◆ Object position labeling entries:
· · · · ·

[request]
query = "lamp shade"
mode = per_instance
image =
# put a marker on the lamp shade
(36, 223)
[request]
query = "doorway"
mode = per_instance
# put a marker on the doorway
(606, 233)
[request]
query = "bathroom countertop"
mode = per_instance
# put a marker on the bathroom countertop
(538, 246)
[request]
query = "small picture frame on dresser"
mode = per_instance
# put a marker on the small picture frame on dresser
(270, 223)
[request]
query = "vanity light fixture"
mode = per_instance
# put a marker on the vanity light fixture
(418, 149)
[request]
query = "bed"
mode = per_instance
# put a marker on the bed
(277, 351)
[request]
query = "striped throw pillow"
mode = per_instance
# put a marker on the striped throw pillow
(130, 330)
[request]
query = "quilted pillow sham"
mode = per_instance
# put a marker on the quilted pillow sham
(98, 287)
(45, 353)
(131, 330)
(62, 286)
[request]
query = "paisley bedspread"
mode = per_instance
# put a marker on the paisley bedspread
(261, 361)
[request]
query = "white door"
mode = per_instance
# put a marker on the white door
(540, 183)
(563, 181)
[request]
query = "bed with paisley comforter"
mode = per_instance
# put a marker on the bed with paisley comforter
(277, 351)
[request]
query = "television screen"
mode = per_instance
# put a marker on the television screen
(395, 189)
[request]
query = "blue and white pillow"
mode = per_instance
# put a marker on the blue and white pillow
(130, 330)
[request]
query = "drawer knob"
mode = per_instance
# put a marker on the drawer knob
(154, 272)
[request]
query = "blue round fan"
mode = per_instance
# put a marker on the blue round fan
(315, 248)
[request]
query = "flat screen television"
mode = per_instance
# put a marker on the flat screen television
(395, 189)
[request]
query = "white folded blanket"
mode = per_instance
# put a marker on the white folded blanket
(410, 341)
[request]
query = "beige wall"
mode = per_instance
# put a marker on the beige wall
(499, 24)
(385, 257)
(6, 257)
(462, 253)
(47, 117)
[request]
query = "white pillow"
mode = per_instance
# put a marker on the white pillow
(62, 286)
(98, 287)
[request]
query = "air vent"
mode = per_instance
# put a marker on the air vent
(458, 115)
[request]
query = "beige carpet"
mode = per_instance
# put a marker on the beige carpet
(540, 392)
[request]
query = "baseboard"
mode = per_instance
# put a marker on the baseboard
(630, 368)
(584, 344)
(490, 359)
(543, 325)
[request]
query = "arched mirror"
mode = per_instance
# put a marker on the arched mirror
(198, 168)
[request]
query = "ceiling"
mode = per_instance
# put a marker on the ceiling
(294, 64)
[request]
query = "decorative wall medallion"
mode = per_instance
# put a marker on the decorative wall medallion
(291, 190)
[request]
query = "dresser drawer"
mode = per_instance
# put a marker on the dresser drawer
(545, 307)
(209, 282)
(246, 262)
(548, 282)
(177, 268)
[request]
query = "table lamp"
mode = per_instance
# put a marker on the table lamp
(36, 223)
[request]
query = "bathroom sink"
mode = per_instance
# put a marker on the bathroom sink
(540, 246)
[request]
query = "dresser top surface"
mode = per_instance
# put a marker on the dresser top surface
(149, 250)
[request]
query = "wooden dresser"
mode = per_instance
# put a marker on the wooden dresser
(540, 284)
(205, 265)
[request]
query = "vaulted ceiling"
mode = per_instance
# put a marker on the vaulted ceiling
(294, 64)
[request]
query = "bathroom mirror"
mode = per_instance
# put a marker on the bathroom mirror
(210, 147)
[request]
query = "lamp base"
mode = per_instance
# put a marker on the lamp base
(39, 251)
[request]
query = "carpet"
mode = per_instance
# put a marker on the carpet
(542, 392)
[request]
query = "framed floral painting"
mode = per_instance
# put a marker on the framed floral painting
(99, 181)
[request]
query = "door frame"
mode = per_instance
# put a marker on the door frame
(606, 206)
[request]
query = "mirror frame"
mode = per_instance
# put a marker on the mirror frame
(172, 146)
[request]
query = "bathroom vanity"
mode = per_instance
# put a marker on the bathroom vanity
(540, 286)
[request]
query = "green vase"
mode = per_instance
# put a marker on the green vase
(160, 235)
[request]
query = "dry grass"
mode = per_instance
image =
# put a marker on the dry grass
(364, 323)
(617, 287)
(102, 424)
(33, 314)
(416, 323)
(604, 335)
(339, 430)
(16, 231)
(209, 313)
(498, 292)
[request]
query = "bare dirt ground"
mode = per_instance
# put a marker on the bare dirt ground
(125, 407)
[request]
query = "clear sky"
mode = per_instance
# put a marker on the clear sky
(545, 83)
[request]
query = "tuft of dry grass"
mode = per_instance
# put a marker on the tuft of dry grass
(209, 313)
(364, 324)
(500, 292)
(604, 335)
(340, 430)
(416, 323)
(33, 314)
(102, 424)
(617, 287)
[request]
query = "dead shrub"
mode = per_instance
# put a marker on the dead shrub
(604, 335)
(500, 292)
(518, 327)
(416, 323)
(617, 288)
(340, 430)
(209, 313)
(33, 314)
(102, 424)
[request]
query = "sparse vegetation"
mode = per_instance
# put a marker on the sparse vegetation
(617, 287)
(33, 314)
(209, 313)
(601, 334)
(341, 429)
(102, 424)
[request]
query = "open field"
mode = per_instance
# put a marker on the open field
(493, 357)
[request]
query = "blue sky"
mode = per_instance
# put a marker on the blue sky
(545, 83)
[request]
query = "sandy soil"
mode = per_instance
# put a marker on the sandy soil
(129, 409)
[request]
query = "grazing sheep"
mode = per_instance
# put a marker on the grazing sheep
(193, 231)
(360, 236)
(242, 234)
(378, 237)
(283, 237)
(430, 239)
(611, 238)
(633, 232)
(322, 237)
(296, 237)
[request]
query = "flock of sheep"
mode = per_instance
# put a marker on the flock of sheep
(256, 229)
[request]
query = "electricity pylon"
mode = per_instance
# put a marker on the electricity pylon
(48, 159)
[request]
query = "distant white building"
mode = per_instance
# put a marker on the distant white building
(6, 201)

· · · · ·

◆ TASK INSTRUCTIONS: Copy out every entry again, exactly as it was given.

◆ RESPONSE TO THE TASK:
[request]
query = "lamp shade"
mode = per_instance
image =
# put a marker on the lamp shade
(36, 223)
[request]
query = "doorway"
mode = per_instance
# put a marker on the doorway
(606, 233)
[request]
query = "bathroom countertop"
mode = per_instance
# put a marker on the bathroom countertop
(538, 246)
[request]
query = "small picture frame on dresser"
mode = per_instance
# put a marker on the small picture frame on dresser
(270, 223)
[request]
query = "vanity light fixture"
mode = per_instance
# put a marker on the vanity light fixture
(418, 149)
[request]
query = "bed"
mode = per_instance
# put a marker on the bed
(277, 351)
[request]
query = "striped throw pillow"
mode = per_instance
# put a marker on the striped throw pillow
(130, 330)
[request]
query = "quilted pillow sham"
mode = per_instance
# put a marker on the quilted pillow sham
(98, 287)
(45, 353)
(131, 330)
(62, 286)
[request]
query = "paisley bedspread"
mode = per_instance
# put a marker on the paisley bedspread
(261, 361)
[request]
query = "white door"
mode = per_instance
# put a marker on the white door
(540, 183)
(563, 181)
[request]
query = "bed with paisley comforter"
mode = per_instance
# put a marker on the bed with paisley comforter
(277, 351)
[request]
query = "television screen"
mode = per_instance
# put a marker on the television screen
(395, 189)
[request]
query = "blue and white pillow"
mode = per_instance
# put a marker on the blue and white pillow
(130, 330)
[request]
query = "drawer knob"
mode = per_instance
# put a marker on the drawer knob
(154, 272)
[request]
query = "blue round fan"
mode = per_instance
# put a marker on the blue round fan
(315, 248)
[request]
query = "flat screen television"
mode = per_instance
# put a marker on the flat screen television
(395, 189)
[request]
query = "white folded blanket"
mode = per_instance
# put a marker on the white folded blanket
(410, 341)
[request]
query = "beige wall"
mode = per_instance
# put a marker on the beige wall
(499, 24)
(385, 257)
(6, 257)
(462, 253)
(47, 117)
[request]
query = "white pillow"
mode = per_instance
# put a marker on the white pillow
(62, 286)
(98, 287)
[request]
query = "air vent"
mode = per_instance
# put a marker on the air vent
(458, 115)
[request]
query = "beige carpet"
mode = per_instance
# put a marker on the beige carpet
(540, 392)
[request]
query = "baseboard"
mode = per_instance
# put a marker on the baseboard
(630, 368)
(584, 344)
(490, 359)
(543, 325)
[request]
query = "arched mirror"
mode = per_instance
# put a marker on the arched mirror
(198, 168)
[request]
query = "ceiling"
mode = per_instance
# put a marker on the ceiling
(294, 64)
[request]
query = "decorative wall medallion"
mode = per_instance
# put a marker on the decorative wall medallion
(291, 190)
[request]
query = "dresser drawer"
mode = per_instance
# put a marker on the dresser drawer
(545, 307)
(209, 282)
(246, 262)
(548, 282)
(177, 268)
[request]
query = "table lamp"
mode = per_instance
# put a marker on the table lamp
(36, 223)
[request]
query = "bathroom sink"
mode = per_instance
# put a marker on the bathroom sink
(540, 246)
[request]
query = "dresser top surface"
mode = per_instance
# put a marker on the dresser top surface
(149, 250)
[request]
query = "wooden dresser"
mode = per_instance
# put a marker on the wooden dresser
(540, 284)
(205, 265)
[request]
query = "vaulted ceiling"
mode = per_instance
# put a marker on the vaulted ceiling
(294, 64)
[request]
query = "bathroom mirror"
mode = per_instance
# put a marker on the bathroom mirror
(210, 147)
[request]
query = "lamp base"
mode = per_instance
# put a marker on the lamp base
(39, 251)
[request]
query = "carpet"
mode = per_instance
# put a marker on the carpet
(542, 392)
[request]
query = "framed floral painting"
mode = per_instance
# put a marker on the framed floral painting
(99, 181)
[request]
query = "door frame"
mode = per_instance
# put a marker on the door frame
(606, 206)
[request]
query = "mirror frame"
mode = per_instance
# put a marker on the mirror frame
(172, 146)
[request]
query = "bathroom vanity"
mode = per_instance
# put a marker on the bathroom vanity
(540, 286)
[request]
query = "green vase"
mode = per_instance
# put a marker on the green vase
(160, 235)
[request]
query = "dry grass"
mode = per_instance
image =
# put a marker on the dry grass
(364, 323)
(617, 287)
(102, 424)
(33, 314)
(416, 323)
(604, 335)
(339, 430)
(16, 231)
(209, 313)
(498, 292)
[request]
query = "bare dirt ground"
mode = per_instance
# put a marker on the bare dirt ground
(125, 407)
[request]
query = "clear sky"
mode = per_instance
# put a marker on the clear sky
(545, 83)
[request]
query = "tuft of dry grass"
mode = per_instance
# put a marker on the tuft of dry grass
(209, 313)
(364, 324)
(500, 292)
(604, 335)
(340, 430)
(416, 323)
(33, 314)
(102, 424)
(617, 287)
[request]
query = "dead shrub"
mode = per_instance
# put a marker on the dead shrub
(604, 335)
(500, 292)
(518, 327)
(416, 323)
(617, 288)
(340, 430)
(209, 313)
(33, 314)
(102, 424)
[request]
query = "sparse vegetation"
mode = per_instance
# put a marker on the sparse vegetation
(617, 287)
(33, 314)
(209, 313)
(601, 334)
(341, 429)
(102, 424)
[request]
query = "open field"
mode = per_instance
# put a marker on the open field
(493, 357)
[request]
query = "blue sky"
mode = per_instance
# put a marker on the blue sky
(545, 83)
[request]
query = "sandy soil"
mode = per_instance
# put a marker on the sandy soil
(129, 409)
[request]
query = "grazing sheep"
mode = per_instance
# put a marker on the grazing sheep
(193, 231)
(360, 236)
(242, 234)
(378, 237)
(283, 237)
(430, 239)
(611, 238)
(633, 232)
(322, 237)
(296, 237)
[request]
query = "flock of sheep"
mode = per_instance
# put a marker on the flock of sheep
(256, 229)
[request]
query = "electricity pylon"
mode = per_instance
# put a marker on the electricity pylon
(48, 159)
[request]
query = "distant white building"
mode = per_instance
# put a marker on the distant white building
(6, 201)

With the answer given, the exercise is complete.